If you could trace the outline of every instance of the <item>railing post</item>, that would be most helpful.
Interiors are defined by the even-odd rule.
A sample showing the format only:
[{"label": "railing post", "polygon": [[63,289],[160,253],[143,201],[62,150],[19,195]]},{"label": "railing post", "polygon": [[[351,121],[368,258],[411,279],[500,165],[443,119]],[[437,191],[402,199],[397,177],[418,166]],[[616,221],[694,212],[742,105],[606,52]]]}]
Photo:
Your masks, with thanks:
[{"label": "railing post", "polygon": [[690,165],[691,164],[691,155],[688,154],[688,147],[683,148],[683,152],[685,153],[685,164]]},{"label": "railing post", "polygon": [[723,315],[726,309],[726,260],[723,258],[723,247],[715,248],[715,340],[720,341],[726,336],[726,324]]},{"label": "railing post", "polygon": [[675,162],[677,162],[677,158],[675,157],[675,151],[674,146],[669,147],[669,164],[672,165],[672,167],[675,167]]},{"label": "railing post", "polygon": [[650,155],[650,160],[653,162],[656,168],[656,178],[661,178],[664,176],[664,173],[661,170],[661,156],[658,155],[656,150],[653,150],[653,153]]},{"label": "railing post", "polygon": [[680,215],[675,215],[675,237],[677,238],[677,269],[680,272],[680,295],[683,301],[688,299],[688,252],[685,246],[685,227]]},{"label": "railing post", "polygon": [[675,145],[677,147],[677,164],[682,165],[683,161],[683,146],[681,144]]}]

WHAT YOU SHOULD DO = Retype all the data, changing nothing.

SOLUTION TO THIS EXERCISE =
If you could trace the outline of every instance of the <item>railing post</item>, that would be most helpful.
Interiors are defined by the even-odd rule.
A sample showing the format only:
[{"label": "railing post", "polygon": [[63,289],[160,253],[143,201],[62,150],[19,195]]},{"label": "railing post", "polygon": [[[351,121],[368,258],[411,279],[500,165],[443,119]],[[437,191],[402,199],[397,177],[418,166]],[[616,221],[694,212],[742,105],[606,52]]]}]
Photo:
Your masks, with thanks:
[{"label": "railing post", "polygon": [[690,165],[691,164],[691,155],[688,154],[688,147],[683,148],[683,152],[685,153],[685,164]]},{"label": "railing post", "polygon": [[723,315],[726,309],[726,260],[723,258],[723,247],[715,248],[715,340],[720,341],[726,336],[726,324]]},{"label": "railing post", "polygon": [[675,162],[677,162],[677,158],[675,157],[675,151],[674,146],[669,147],[669,164],[672,165],[672,167],[675,167]]},{"label": "railing post", "polygon": [[650,155],[650,160],[653,162],[656,168],[656,178],[661,178],[664,176],[664,173],[661,170],[661,156],[658,155],[656,150],[653,150],[653,153]]},{"label": "railing post", "polygon": [[680,215],[675,215],[675,237],[677,238],[677,269],[680,272],[680,295],[683,301],[688,299],[688,252],[685,246],[685,227]]},{"label": "railing post", "polygon": [[675,145],[677,147],[677,164],[682,165],[683,161],[683,146],[681,144]]}]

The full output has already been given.